__Action item__. Give back all the data exactly as it was written.

------ Supplied data ------

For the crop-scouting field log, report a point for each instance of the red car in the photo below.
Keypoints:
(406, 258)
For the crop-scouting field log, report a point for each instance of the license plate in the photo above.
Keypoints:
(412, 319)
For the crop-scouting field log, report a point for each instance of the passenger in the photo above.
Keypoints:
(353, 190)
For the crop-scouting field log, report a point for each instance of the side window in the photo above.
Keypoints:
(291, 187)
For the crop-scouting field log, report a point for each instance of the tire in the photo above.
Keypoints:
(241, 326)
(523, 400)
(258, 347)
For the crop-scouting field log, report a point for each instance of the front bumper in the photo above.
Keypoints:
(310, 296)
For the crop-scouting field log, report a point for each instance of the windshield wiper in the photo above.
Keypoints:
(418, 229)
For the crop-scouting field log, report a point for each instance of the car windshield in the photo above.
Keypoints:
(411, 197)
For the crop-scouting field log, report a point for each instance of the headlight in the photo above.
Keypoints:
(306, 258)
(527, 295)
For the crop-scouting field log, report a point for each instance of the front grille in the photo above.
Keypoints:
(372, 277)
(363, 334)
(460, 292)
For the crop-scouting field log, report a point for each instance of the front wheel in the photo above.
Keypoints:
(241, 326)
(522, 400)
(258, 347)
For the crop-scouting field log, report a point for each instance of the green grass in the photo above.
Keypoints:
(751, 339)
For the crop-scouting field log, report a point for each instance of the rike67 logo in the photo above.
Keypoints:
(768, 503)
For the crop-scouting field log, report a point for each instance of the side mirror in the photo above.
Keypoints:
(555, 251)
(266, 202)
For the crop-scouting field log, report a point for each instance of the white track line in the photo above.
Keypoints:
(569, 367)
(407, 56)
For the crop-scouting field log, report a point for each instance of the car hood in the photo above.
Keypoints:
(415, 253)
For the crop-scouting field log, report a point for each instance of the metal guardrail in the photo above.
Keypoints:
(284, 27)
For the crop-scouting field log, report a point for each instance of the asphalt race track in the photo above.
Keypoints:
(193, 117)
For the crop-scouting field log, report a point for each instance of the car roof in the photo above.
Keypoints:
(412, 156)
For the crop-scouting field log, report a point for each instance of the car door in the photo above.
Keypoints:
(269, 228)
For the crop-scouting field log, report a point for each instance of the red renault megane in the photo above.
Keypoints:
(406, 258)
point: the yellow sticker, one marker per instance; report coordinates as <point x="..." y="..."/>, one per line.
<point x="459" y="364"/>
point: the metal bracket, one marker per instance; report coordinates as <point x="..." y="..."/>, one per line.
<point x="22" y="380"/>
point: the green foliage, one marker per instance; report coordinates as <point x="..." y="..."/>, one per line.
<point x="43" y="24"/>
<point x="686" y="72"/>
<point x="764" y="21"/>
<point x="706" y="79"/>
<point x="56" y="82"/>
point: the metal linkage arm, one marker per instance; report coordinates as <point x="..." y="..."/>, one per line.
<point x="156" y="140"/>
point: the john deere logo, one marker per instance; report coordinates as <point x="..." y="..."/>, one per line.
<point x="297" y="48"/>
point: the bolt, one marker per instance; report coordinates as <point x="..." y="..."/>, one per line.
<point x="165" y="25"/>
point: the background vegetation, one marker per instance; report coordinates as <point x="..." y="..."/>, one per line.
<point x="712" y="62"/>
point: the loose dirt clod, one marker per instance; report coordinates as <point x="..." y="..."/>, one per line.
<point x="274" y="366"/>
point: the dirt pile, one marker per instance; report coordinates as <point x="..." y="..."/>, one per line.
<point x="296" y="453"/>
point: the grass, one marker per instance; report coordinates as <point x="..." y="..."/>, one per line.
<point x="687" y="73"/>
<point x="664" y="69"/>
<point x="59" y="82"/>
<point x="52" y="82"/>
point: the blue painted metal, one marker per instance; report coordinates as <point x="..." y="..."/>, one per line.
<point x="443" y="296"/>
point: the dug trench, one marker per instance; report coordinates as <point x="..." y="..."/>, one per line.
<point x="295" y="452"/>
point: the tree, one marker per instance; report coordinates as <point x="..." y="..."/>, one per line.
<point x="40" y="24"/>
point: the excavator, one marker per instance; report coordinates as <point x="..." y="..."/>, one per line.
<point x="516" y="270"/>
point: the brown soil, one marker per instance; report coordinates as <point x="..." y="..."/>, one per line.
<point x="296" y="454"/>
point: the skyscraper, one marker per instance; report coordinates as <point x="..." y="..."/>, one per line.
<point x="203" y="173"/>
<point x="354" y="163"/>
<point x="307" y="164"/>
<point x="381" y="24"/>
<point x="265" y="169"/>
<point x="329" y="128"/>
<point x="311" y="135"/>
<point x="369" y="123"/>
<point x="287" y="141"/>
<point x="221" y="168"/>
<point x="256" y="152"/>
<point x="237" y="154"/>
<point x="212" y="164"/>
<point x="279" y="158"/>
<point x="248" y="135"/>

------

__Your solution__.
For the crop-scouting field log, report a point for each instance of the red car in the photo below.
Keypoints:
(406, 258)
For the crop-scouting field log, report a point for each instance of the license plate in the photo above.
Keypoints:
(412, 319)
For the crop-scouting field log, report a point for each instance of the passenger in the photo above.
Keypoints:
(353, 190)
For the crop-scouting field log, report a point for each instance of the side window in the photo above.
Keypoints:
(291, 187)
For the crop-scouting field log, report a point for each instance of the tire in the photo above.
Keypoints:
(241, 326)
(523, 400)
(258, 347)
For the crop-scouting field log, report a point for each instance of the front bumper in the photo above.
Keypoints:
(310, 296)
For the crop-scouting field log, report a point for each instance of the windshield wiper in the photo above.
Keypoints:
(418, 229)
For the crop-scouting field log, report a point for each instance of the car windshield in the photo above.
Keypoints:
(411, 197)
For the crop-scouting field log, report a point for each instance of the headlight in the photo above.
Keypoints:
(306, 258)
(527, 295)
For the crop-scouting field log, report a point for each instance of the front grille in the photo above.
Keypoints:
(372, 277)
(363, 334)
(460, 292)
For the crop-scouting field log, report a point for each instance of the front wheel in the photo above.
Keypoints:
(241, 326)
(522, 400)
(258, 347)
For the crop-scouting field log, report a point for each instance of the green grass in the photo above.
Keypoints:
(751, 339)
For the crop-scouting field log, report a point for each instance of the rike67 logo in the photo above.
Keypoints:
(768, 503)
For the crop-scouting field log, report a point for each instance of the side mirror in the photo above.
Keypoints:
(555, 251)
(266, 202)
For the crop-scouting field log, report a point for each instance of the white track line in the photo above.
Keypoints:
(569, 367)
(407, 56)
For the crop-scouting field log, report a point for each instance of the car hood in the photo above.
Keypoints:
(415, 253)
For the crop-scouting field log, report a point for each instance of the metal guardrail in the photo above.
Keypoints:
(284, 27)
For the crop-scouting field log, report a point for each instance of the asphalt race track in the photo above.
Keypoints:
(193, 117)
For the crop-scouting field log, report a point for each instance of the car roof in the photo above.
Keypoints:
(412, 156)
For the crop-scouting field log, report a point for each instance of the car door in the photo above.
Keypoints:
(269, 228)
For the crop-scouting field log, report a point for each instance of the red renault megane in the photo above.
Keypoints:
(406, 258)
point: the yellow sticker, one marker per instance; report coordinates as <point x="..." y="..."/>, one per line.
<point x="459" y="364"/>
point: the metal bracket, one marker per instance; report coordinates as <point x="..." y="..."/>, one per line.
<point x="22" y="380"/>
point: the green foliage, one marker per instance; report coordinates as <point x="..." y="..."/>, one per line.
<point x="43" y="24"/>
<point x="686" y="72"/>
<point x="764" y="21"/>
<point x="706" y="79"/>
<point x="56" y="82"/>
point: the metal linkage arm, one marker per instance; report coordinates as <point x="..." y="..."/>, one per line.
<point x="156" y="140"/>
point: the john deere logo, one marker per instance; report coordinates as <point x="..." y="..."/>, one per line.
<point x="297" y="48"/>
point: the bolt, one marker per instance; report coordinates as <point x="..." y="..."/>, one per line.
<point x="165" y="25"/>
point: the background vegetation, one marker per instance; report coordinates as <point x="..." y="..."/>, one per line.
<point x="712" y="62"/>
point: the loose dirt clod, one marker per instance; report coordinates as <point x="..." y="..."/>, one per line.
<point x="274" y="366"/>
point: the dirt pile, one marker per instance; report coordinates as <point x="..." y="..."/>, one per line.
<point x="296" y="453"/>
point: the grass, one marker per instance; report coordinates as <point x="..." y="..."/>, one per line.
<point x="687" y="73"/>
<point x="664" y="69"/>
<point x="59" y="82"/>
<point x="52" y="82"/>
point: the blue painted metal, one marker per instance; report coordinates as <point x="..." y="..."/>, one per line.
<point x="443" y="296"/>
point: the dug trench, one marker per instance; report coordinates as <point x="..." y="..."/>, one per line.
<point x="295" y="452"/>
point: the tree, one marker per instance; report coordinates as <point x="..." y="..."/>, one per line.
<point x="40" y="24"/>
point: the excavator, one marker per instance; report coordinates as <point x="..." y="..."/>, one per line.
<point x="516" y="270"/>
point: the brown soil, one marker per instance; report coordinates as <point x="..." y="..."/>, one per line.
<point x="296" y="454"/>
point: the skyscraper, one marker per instance; report coordinates as <point x="..." y="..."/>, one per line.
<point x="203" y="173"/>
<point x="354" y="163"/>
<point x="307" y="164"/>
<point x="381" y="24"/>
<point x="265" y="169"/>
<point x="329" y="128"/>
<point x="311" y="135"/>
<point x="369" y="123"/>
<point x="287" y="141"/>
<point x="221" y="168"/>
<point x="256" y="152"/>
<point x="237" y="154"/>
<point x="212" y="164"/>
<point x="279" y="158"/>
<point x="248" y="135"/>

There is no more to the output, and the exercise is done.